Work to do:
Please pick out each line below that contains the word "jersey" and copy it.

Task data:
## START

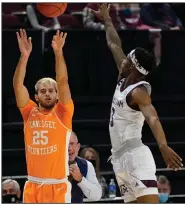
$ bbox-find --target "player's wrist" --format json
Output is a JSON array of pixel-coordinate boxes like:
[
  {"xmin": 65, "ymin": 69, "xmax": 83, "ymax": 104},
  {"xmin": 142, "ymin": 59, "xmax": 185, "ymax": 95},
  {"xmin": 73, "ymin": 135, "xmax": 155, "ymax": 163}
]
[
  {"xmin": 159, "ymin": 143, "xmax": 168, "ymax": 150},
  {"xmin": 76, "ymin": 174, "xmax": 83, "ymax": 183},
  {"xmin": 54, "ymin": 50, "xmax": 63, "ymax": 58},
  {"xmin": 103, "ymin": 15, "xmax": 111, "ymax": 23}
]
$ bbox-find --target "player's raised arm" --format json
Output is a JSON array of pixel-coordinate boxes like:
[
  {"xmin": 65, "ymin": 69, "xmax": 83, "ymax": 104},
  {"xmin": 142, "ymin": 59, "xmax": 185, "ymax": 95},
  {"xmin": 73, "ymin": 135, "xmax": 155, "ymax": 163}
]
[
  {"xmin": 132, "ymin": 87, "xmax": 183, "ymax": 170},
  {"xmin": 92, "ymin": 4, "xmax": 126, "ymax": 73},
  {"xmin": 52, "ymin": 31, "xmax": 71, "ymax": 104},
  {"xmin": 13, "ymin": 29, "xmax": 32, "ymax": 108}
]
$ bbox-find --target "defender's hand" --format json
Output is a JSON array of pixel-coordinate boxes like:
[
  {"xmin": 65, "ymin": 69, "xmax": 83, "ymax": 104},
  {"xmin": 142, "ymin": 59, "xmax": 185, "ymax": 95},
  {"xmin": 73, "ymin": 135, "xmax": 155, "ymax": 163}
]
[
  {"xmin": 69, "ymin": 164, "xmax": 83, "ymax": 182},
  {"xmin": 51, "ymin": 30, "xmax": 67, "ymax": 54},
  {"xmin": 16, "ymin": 29, "xmax": 32, "ymax": 56},
  {"xmin": 91, "ymin": 4, "xmax": 110, "ymax": 20},
  {"xmin": 160, "ymin": 145, "xmax": 183, "ymax": 171}
]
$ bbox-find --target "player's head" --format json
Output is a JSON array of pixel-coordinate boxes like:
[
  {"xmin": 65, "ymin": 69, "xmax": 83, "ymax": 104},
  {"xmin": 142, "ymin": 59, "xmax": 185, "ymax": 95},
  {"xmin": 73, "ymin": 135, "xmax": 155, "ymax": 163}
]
[
  {"xmin": 35, "ymin": 78, "xmax": 57, "ymax": 109},
  {"xmin": 80, "ymin": 147, "xmax": 100, "ymax": 176},
  {"xmin": 122, "ymin": 48, "xmax": 156, "ymax": 76},
  {"xmin": 68, "ymin": 132, "xmax": 80, "ymax": 162}
]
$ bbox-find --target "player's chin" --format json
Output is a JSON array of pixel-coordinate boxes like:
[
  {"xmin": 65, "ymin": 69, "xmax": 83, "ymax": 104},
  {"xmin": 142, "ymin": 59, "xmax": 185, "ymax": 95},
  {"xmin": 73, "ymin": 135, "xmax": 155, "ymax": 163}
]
[
  {"xmin": 69, "ymin": 154, "xmax": 75, "ymax": 162},
  {"xmin": 42, "ymin": 101, "xmax": 55, "ymax": 109}
]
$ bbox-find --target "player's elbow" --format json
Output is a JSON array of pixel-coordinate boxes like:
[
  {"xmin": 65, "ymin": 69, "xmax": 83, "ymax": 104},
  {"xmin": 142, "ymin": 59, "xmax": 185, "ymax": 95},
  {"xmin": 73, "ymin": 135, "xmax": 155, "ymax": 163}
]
[
  {"xmin": 13, "ymin": 78, "xmax": 23, "ymax": 90},
  {"xmin": 56, "ymin": 76, "xmax": 68, "ymax": 85},
  {"xmin": 146, "ymin": 116, "xmax": 159, "ymax": 127}
]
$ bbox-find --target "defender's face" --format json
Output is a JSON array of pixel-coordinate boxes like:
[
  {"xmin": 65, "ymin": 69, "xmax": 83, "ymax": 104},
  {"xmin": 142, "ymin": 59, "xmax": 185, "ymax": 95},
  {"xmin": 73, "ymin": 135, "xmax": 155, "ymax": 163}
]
[{"xmin": 35, "ymin": 83, "xmax": 57, "ymax": 109}]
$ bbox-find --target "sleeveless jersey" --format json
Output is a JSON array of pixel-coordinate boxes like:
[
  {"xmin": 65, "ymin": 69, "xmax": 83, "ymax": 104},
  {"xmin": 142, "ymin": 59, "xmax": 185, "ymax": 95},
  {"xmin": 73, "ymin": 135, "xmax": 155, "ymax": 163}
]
[
  {"xmin": 20, "ymin": 100, "xmax": 74, "ymax": 179},
  {"xmin": 109, "ymin": 79, "xmax": 151, "ymax": 152}
]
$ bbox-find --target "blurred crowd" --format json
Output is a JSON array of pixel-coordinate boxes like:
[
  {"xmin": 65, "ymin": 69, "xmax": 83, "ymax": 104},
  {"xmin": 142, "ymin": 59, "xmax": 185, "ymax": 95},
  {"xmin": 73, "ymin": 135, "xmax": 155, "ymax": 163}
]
[
  {"xmin": 2, "ymin": 3, "xmax": 185, "ymax": 64},
  {"xmin": 2, "ymin": 3, "xmax": 184, "ymax": 31}
]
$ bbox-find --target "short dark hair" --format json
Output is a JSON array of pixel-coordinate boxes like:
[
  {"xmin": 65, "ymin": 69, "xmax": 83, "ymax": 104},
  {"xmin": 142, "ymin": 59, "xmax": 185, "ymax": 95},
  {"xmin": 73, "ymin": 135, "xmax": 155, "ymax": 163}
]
[
  {"xmin": 157, "ymin": 175, "xmax": 171, "ymax": 188},
  {"xmin": 135, "ymin": 47, "xmax": 157, "ymax": 73}
]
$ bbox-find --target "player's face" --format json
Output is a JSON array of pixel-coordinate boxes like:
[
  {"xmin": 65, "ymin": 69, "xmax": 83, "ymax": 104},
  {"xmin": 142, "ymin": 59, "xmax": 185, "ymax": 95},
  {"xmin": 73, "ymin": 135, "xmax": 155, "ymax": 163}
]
[
  {"xmin": 68, "ymin": 135, "xmax": 80, "ymax": 162},
  {"xmin": 84, "ymin": 151, "xmax": 95, "ymax": 160},
  {"xmin": 35, "ymin": 83, "xmax": 57, "ymax": 109},
  {"xmin": 157, "ymin": 182, "xmax": 170, "ymax": 194}
]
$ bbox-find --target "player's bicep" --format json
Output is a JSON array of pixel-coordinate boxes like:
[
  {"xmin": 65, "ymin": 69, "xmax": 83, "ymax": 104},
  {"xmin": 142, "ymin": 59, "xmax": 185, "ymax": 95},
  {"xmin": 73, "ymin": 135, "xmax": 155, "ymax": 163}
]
[
  {"xmin": 57, "ymin": 79, "xmax": 71, "ymax": 104},
  {"xmin": 14, "ymin": 85, "xmax": 30, "ymax": 108},
  {"xmin": 108, "ymin": 42, "xmax": 126, "ymax": 74},
  {"xmin": 138, "ymin": 104, "xmax": 158, "ymax": 122},
  {"xmin": 132, "ymin": 86, "xmax": 157, "ymax": 122}
]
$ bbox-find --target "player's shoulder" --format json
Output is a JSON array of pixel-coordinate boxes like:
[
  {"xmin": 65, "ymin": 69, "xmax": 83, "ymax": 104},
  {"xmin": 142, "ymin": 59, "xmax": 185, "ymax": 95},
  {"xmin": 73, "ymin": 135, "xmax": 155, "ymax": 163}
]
[{"xmin": 131, "ymin": 85, "xmax": 151, "ymax": 104}]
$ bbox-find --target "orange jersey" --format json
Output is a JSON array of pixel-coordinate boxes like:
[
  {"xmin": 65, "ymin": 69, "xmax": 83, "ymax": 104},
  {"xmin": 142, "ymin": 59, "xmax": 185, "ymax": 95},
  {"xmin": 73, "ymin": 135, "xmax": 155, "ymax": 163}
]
[{"xmin": 20, "ymin": 100, "xmax": 74, "ymax": 179}]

## END

Full response:
$ bbox-find --target "sleeveless jersey" --format json
$ bbox-find --target "orange jersey" --format json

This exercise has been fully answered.